**Instructions for the task**
After locating the line that bears "x=483 y=379", restate word for word that line and the rest of the listing to its final line, excluding all pictures.

**Extracted data**
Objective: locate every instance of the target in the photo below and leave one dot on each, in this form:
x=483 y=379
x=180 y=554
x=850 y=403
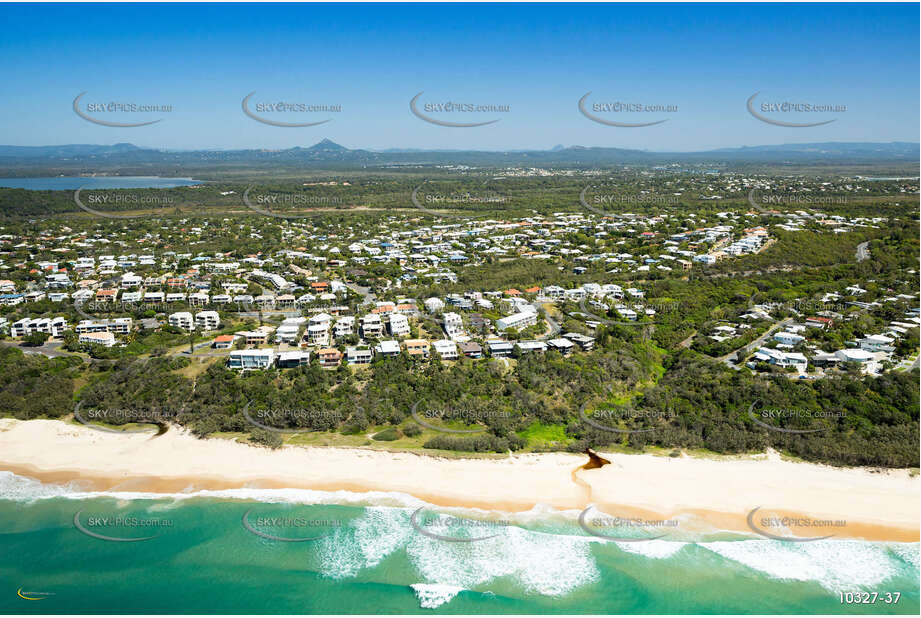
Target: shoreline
x=704 y=495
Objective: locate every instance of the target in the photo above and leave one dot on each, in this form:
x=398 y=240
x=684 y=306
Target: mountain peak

**Response below**
x=483 y=379
x=180 y=554
x=850 y=403
Target: shoreline
x=704 y=495
Objective: locate every instance of the target in the photo above and leave one dot on each, in this form:
x=398 y=240
x=684 y=306
Target: mountain peak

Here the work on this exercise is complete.